WRITTEN EXERCISE 1:
Go through the records and find each line containing the string "orange", treating uppercase and lowercase as different. Copy every one of those lines.

When we moved into our house 6 months ago I was able to ignore the fact that it was covered in horrible carpets because I was so darn grateful to be out of that rented house. (The short story is that when we moved last October we had to rent a house until our house purchase went through. While we were there the dog kept getting sick, Big son and Daughter were both sick at night and I had horrendous headaches. I hated the place. When we left we found out that there was a gas leak in the road outside the house and that the gas was escaping up through our drains and into our bathrooms. We were all slowly being gassed to death.)
So obviously given that we'd moved into this lovely place with all this room and NO GAS, I was ecstatic. The old mud-coloured carpet in the hall, stairs and landing wasn't even visible to me. The fact that each bedroom had its own unique coloured flooring that didn't necessarily compliment the wall colour or the curtains didn't even register. But weirdly after 6 months it's all I can see.
The dog is shedding again. This is an irritating thing anyway, as she has black hair, and it's hard to ignore. It falls out in massive clumps too. In our old house, the entire ground floor had either tile or laminate flooring. I'm very practical you see. With three children and a dog you don't want carpets on your entry level. Floors should be wipe clean and easy to brush. The dog still moulted. The hair still got everywhere but it was really easy to clear up. Upstairs we had a neutral-coloured woollen carpet that ran up the stairs to the landing and into all three bedrooms. The bathroom was tiled, or at least it was something that looked like tile. Putting a carpet in a room where people with penises have to take aim in order to pee, is about the stupidest idea anyone ever had. In this part of the world the carpeted bathroom is all too common. But not in my house. I am a practical woman, who lives with three
Mostly the dog wasn't allowed upstairs. Of course she still snuck up and of course her course black hair gave her away every time. Let's face it vacuuming pet hair is no picnic. That's why they sell those special brush attachments that beat the hell out of your carpet. I haven't got one of those. I just keep having to pull the hair off the vacuum brush and shove it up the hose. It's time-consuming but works well. When you have a good carpet that is.

WRITTEN EXERCISE 2:
Retype the post about carpets and dog hair above in full, word for word.

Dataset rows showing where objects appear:

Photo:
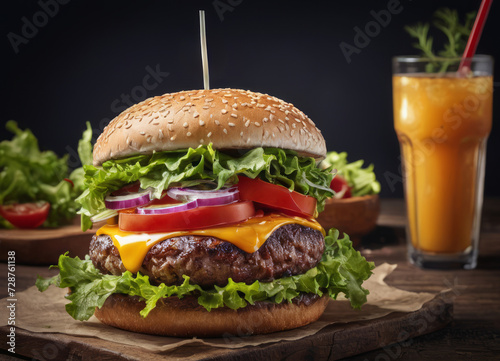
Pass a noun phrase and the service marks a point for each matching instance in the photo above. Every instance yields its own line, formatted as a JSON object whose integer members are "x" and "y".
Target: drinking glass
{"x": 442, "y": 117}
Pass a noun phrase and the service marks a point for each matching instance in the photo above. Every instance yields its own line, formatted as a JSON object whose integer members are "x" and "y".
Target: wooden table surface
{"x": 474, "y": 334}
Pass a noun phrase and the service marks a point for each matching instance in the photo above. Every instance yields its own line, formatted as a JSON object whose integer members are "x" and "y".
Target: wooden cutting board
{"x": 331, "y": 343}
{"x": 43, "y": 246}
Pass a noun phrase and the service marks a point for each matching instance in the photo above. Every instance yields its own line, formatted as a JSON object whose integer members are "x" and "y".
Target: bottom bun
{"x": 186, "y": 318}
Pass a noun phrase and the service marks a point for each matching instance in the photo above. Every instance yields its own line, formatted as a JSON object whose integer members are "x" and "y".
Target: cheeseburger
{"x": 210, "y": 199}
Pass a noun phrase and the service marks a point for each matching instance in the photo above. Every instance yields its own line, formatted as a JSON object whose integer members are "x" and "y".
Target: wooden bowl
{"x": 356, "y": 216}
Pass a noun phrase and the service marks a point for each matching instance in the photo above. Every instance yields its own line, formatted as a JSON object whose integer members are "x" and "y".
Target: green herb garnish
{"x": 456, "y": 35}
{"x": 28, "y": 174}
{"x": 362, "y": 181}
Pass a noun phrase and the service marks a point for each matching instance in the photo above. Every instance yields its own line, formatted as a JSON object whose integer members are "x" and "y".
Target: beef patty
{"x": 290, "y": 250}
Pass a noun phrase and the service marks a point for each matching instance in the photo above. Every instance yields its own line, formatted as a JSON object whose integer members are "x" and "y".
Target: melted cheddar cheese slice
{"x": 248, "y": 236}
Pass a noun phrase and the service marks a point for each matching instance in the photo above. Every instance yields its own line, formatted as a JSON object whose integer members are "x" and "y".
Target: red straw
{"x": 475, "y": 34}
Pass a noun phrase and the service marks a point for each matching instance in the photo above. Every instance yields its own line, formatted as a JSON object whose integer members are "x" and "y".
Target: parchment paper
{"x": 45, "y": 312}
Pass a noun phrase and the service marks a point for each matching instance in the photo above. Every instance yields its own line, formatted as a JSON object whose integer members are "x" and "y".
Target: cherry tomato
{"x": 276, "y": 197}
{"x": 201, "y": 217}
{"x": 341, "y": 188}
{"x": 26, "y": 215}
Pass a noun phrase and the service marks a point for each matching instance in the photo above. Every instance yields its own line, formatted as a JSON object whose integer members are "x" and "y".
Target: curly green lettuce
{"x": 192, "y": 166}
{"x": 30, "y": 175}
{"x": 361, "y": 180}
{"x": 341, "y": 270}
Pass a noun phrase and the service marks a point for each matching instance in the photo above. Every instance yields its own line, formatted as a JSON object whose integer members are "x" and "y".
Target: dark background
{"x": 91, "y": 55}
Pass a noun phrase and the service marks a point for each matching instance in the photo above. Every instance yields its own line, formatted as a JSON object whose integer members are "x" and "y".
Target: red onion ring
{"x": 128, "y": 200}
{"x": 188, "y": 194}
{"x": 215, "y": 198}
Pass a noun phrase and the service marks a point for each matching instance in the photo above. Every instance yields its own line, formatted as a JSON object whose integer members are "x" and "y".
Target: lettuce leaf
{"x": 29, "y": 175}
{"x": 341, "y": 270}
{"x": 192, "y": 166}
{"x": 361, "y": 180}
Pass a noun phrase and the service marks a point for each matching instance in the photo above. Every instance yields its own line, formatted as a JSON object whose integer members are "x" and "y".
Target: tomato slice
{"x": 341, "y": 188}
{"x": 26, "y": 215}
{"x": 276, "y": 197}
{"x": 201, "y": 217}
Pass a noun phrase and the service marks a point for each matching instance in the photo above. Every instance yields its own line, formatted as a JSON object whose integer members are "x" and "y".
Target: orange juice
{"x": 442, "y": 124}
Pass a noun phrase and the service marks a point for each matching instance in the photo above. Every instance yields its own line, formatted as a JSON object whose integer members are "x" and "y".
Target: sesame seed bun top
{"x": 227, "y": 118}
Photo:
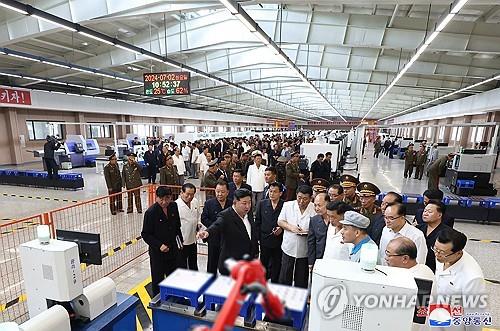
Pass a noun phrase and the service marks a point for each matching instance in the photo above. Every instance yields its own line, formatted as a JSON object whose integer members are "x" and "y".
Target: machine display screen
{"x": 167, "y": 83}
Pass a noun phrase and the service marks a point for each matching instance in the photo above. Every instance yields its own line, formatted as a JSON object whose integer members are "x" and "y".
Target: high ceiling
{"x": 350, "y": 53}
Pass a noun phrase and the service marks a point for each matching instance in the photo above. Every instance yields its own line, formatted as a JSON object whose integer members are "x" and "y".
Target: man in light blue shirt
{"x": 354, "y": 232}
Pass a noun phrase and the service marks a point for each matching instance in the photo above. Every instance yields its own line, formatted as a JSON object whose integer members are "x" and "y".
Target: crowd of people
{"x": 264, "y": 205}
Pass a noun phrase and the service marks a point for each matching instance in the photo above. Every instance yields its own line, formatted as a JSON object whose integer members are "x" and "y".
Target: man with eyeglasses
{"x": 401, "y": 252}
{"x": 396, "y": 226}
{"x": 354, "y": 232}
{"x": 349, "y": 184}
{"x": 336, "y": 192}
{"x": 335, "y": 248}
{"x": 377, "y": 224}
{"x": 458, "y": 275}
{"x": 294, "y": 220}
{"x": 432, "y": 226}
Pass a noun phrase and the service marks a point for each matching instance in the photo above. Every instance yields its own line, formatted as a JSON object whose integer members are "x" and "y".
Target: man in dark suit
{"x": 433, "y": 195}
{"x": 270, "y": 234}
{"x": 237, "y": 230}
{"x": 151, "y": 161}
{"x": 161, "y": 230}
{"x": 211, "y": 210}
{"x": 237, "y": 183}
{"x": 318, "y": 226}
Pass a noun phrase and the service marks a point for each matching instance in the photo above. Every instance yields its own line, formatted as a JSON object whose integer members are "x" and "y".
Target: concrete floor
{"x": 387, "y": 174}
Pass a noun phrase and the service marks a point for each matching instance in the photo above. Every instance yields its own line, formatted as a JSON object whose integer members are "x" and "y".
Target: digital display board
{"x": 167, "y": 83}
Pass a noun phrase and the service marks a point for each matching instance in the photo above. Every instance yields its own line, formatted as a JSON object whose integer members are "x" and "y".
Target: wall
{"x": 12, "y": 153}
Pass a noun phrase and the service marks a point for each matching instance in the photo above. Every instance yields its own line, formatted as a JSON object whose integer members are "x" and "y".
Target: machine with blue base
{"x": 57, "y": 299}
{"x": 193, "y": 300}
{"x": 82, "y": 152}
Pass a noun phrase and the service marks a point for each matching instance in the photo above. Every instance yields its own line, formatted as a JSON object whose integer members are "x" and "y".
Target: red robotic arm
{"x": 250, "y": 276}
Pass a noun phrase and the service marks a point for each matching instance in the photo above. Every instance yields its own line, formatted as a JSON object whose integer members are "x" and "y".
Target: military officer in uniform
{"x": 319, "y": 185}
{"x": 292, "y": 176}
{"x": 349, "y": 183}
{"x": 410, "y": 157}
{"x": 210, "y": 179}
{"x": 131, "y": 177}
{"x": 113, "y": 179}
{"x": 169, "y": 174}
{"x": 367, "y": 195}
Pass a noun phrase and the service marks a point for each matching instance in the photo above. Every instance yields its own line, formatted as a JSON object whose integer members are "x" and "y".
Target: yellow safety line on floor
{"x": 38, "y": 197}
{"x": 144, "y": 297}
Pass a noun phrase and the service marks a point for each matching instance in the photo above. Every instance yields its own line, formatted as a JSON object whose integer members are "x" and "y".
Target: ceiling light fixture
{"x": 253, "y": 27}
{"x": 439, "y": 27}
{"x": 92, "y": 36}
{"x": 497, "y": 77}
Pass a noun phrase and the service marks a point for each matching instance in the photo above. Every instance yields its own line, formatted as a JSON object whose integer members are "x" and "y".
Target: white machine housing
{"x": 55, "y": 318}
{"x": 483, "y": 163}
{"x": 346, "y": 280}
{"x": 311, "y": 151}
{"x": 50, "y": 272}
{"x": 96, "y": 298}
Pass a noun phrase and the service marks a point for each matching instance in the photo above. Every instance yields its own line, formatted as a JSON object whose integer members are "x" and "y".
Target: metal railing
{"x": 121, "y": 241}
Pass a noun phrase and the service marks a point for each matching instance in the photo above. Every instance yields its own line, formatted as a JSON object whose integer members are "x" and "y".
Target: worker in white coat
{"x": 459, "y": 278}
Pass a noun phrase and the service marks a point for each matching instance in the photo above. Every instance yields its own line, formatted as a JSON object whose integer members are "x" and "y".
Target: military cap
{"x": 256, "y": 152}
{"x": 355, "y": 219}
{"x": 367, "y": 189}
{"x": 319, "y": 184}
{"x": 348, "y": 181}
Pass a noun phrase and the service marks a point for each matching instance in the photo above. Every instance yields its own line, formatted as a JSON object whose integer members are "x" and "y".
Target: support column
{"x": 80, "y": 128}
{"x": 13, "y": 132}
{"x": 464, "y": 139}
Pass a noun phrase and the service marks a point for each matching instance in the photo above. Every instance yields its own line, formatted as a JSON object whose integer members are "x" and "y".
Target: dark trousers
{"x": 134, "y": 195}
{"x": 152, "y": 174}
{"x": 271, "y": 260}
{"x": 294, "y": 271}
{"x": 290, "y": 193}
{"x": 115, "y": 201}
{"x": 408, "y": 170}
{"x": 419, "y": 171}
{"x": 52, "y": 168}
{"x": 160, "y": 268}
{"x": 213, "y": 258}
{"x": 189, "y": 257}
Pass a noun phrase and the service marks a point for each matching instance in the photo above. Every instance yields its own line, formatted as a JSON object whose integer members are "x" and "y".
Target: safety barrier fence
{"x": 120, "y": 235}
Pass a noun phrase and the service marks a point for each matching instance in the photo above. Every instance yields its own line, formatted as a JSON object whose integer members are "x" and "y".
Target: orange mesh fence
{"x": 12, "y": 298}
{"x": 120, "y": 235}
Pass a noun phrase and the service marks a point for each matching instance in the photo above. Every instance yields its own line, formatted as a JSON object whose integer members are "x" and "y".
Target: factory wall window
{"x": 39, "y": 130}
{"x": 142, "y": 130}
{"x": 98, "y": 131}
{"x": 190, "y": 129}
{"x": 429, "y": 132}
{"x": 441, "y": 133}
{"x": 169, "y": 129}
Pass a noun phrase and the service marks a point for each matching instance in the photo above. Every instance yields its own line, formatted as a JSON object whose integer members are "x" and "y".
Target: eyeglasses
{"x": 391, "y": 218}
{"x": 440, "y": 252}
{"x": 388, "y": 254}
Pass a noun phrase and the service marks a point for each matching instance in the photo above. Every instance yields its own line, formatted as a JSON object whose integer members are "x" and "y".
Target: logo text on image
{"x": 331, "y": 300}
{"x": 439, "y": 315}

==

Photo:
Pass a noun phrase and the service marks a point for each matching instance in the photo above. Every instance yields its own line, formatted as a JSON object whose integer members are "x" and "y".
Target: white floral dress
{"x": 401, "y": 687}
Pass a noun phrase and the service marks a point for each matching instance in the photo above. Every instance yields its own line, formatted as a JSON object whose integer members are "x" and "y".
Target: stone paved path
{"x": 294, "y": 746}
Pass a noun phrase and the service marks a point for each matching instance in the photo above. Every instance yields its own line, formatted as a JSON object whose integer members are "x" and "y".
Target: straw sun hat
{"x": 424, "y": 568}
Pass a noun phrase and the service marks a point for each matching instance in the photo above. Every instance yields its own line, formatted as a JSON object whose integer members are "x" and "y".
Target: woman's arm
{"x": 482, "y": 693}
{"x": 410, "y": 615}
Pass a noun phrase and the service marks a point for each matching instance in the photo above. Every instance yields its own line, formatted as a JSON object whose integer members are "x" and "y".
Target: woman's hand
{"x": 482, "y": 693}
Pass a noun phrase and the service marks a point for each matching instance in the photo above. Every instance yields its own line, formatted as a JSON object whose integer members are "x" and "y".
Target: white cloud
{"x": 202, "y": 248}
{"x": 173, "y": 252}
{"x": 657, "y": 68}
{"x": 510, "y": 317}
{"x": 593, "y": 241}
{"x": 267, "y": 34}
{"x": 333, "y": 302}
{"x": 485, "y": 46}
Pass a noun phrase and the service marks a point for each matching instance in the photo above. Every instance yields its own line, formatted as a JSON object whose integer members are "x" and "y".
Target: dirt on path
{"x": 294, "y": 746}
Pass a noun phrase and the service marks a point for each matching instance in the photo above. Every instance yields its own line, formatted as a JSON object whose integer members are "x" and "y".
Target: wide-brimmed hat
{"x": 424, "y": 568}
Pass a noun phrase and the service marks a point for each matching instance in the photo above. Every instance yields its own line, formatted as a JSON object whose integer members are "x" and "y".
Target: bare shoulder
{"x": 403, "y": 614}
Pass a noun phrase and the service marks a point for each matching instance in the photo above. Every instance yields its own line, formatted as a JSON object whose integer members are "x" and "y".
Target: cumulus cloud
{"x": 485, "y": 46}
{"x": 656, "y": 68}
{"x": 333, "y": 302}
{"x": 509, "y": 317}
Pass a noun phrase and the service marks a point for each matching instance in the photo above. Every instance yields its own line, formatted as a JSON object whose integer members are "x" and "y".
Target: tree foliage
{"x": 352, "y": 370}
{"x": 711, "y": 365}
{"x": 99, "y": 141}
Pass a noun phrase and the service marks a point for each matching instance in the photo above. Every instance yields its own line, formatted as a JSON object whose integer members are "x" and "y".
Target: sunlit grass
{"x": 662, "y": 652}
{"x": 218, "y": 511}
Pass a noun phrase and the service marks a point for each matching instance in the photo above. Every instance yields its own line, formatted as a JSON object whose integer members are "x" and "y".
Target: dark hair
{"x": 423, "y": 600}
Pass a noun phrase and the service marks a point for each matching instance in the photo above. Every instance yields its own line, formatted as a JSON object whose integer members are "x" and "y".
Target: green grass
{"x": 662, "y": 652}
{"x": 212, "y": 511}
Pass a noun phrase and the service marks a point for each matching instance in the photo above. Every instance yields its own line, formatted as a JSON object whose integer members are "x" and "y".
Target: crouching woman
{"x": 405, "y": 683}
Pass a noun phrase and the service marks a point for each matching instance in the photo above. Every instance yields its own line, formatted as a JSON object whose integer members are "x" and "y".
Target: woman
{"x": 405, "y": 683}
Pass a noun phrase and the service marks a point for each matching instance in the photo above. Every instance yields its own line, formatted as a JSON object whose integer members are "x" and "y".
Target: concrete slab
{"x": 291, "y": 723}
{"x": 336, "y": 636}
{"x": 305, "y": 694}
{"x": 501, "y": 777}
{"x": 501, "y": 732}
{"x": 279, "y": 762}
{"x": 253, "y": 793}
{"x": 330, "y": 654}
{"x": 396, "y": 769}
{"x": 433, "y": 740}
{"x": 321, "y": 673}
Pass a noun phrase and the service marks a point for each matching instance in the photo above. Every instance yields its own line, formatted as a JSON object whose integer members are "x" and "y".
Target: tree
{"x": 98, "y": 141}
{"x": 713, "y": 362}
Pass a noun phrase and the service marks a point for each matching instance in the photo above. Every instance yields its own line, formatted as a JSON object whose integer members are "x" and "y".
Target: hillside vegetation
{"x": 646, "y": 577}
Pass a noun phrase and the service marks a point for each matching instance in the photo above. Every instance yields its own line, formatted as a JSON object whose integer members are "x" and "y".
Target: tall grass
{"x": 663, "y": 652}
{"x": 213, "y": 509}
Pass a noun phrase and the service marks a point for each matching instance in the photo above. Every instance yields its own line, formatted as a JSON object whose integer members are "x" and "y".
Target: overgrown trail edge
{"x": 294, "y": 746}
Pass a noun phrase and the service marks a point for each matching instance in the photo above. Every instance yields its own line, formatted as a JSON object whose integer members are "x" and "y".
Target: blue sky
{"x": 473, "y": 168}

WORKED SOLUTION 1:
Target: orange juice
Target: orange mesh fence

WORKED SOLUTION 2:
When we moved into our house 6 months ago I was able to ignore the fact that it was covered in horrible carpets because I was so darn grateful to be out of that rented house. (The short story is that when we moved last October we had to rent a house until our house purchase went through. While we were there the dog kept getting sick, Big son and Daughter were both sick at night and I had horrendous headaches. I hated the place. When we left we found out that there was a gas leak in the road outside the house and that the gas was escaping up through our drains and into our bathrooms. We were all slowly being gassed to death.)
So obviously given that we'd moved into this lovely place with all this room and NO GAS, I was ecstatic. The old mud-coloured carpet in the hall, stairs and landing wasn't even visible to me. The fact that each bedroom had its own unique coloured flooring that didn't necessarily compliment the wall colour or the curtains didn't even register. But weirdly after 6 months it's all I can see.
The dog is shedding again. This is an irritating thing anyway, as she has black hair, and it's hard to ignore. It falls out in massive clumps too. In our old house, the entire ground floor had either tile or laminate flooring. I'm very practical you see. With three children and a dog you don't want carpets on your entry level. Floors should be wipe clean and easy to brush. The dog still moulted. The hair still got everywhere but it was really easy to clear up. Upstairs we had a neutral-coloured woollen carpet that ran up the stairs to the landing and into all three bedrooms. The bathroom was tiled, or at least it was something that looked like tile. Putting a carpet in a room where people with penises have to take aim in order to pee, is about the stupidest idea anyone ever had. In this part of the world the carpeted bathroom is all too common. But not in my house. I am a practical woman, who lives with three
Mostly the dog wasn't allowed upstairs. Of course she still snuck up and of course her course black hair gave her away every time. Let's face it vacuuming pet hair is no picnic. That's why they sell those special brush attachments that beat the hell out of your carpet. I haven't got one of those. I just keep having to pull the hair off the vacuum brush and shove it up the hose. It's time-consuming but works well. When you have a good carpet that is.